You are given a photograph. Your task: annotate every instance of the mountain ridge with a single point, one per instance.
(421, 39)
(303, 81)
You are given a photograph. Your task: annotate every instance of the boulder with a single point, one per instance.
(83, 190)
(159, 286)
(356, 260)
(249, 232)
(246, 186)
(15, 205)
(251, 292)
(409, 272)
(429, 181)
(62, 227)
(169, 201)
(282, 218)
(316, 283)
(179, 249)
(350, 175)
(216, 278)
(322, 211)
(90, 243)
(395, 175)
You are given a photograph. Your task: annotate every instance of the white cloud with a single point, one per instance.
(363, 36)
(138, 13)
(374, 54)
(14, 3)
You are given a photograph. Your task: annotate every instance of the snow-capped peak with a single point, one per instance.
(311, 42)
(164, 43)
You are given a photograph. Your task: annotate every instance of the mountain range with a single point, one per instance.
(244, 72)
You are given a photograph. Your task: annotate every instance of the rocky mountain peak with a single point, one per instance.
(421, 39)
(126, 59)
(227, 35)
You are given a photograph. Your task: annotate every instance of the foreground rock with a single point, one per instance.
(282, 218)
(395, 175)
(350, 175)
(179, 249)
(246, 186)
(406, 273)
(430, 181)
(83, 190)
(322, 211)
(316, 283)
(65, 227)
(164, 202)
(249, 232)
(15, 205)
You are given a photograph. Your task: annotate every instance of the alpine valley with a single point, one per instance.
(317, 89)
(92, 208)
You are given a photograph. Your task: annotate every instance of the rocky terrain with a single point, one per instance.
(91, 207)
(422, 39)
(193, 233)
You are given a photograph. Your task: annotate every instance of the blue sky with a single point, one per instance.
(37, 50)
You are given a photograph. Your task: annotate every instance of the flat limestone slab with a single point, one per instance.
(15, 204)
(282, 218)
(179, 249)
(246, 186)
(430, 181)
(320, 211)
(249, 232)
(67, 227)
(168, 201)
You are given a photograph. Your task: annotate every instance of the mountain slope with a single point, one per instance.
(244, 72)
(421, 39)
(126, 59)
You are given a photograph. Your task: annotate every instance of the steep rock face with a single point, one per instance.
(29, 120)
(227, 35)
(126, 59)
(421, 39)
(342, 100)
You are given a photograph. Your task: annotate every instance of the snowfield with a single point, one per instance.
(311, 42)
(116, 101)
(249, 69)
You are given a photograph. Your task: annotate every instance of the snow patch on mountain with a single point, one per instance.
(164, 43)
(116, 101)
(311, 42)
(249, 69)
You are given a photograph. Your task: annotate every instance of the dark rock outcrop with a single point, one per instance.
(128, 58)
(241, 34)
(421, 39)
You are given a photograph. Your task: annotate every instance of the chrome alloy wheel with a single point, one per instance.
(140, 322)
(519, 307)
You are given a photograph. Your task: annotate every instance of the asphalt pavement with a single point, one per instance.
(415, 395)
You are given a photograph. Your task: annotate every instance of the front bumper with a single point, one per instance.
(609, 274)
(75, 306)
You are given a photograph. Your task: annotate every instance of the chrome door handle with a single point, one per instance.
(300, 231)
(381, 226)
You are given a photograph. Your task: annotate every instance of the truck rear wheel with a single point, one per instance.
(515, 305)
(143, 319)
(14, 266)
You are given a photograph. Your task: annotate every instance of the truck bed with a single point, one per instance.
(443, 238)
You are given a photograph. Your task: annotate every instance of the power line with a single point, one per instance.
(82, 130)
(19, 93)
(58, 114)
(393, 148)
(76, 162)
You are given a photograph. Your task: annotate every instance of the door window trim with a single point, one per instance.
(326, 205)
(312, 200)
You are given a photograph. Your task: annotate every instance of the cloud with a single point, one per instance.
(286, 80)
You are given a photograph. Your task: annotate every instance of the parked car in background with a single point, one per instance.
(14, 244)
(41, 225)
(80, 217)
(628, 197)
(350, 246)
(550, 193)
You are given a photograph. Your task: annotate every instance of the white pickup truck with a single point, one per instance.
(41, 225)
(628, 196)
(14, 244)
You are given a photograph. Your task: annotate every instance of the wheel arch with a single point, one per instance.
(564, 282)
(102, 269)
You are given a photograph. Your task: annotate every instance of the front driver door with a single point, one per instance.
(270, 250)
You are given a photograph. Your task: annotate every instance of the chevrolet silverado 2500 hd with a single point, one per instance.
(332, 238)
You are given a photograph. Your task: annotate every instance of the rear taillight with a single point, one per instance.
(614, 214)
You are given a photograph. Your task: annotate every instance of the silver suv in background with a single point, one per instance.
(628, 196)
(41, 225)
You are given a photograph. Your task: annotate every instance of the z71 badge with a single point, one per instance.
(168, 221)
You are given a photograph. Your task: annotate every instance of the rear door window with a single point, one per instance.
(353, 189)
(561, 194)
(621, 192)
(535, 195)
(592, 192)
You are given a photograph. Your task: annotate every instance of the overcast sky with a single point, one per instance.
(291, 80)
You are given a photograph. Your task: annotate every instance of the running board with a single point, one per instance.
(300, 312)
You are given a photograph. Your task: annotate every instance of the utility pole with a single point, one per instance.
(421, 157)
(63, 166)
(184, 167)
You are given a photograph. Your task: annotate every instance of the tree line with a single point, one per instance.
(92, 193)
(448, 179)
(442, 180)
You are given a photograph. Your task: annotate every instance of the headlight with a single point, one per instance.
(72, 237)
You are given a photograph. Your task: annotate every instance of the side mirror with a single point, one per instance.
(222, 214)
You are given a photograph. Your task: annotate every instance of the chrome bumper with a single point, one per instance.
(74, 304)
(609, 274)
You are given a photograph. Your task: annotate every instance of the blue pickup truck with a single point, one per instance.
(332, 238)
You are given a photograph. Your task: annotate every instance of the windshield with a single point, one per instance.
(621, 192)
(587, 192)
++++++++++++++++++++
Reproduce, exactly and with nothing added, the lines from the one that includes "of the overcast" through the last line of the material.

You are given a photograph. Your task: annotate every instance of the overcast sky with a single point, one per instance.
(291, 80)
You are given a photograph. Your task: annotate every instance of the running board with a single point, one per instance.
(300, 312)
You are given a photograph. Your task: annotate every instance of the utility pole with a single point, one per instance.
(421, 157)
(63, 166)
(184, 167)
You are given a photograph. Your task: annotate every instance of the tree line with a single point, one per instance.
(92, 193)
(448, 179)
(442, 180)
You are given a photograph. Your task: annotate every instance of the headlight with a single point, one per instance.
(72, 237)
You are given a photograph. Your task: annotate every instance of the side mirror with a single point, one per instance.
(222, 214)
You are given a photograph. Your task: annotate every instance of the chrome bumper with a single point, one per instance.
(74, 304)
(609, 274)
You are given a photograph. Your task: annotate every instance of the blue pickup truck with a single point, one per instance.
(332, 238)
You are given a photograph. Your task: annotate every instance of the windshield with a single point, one per instance.
(621, 192)
(587, 192)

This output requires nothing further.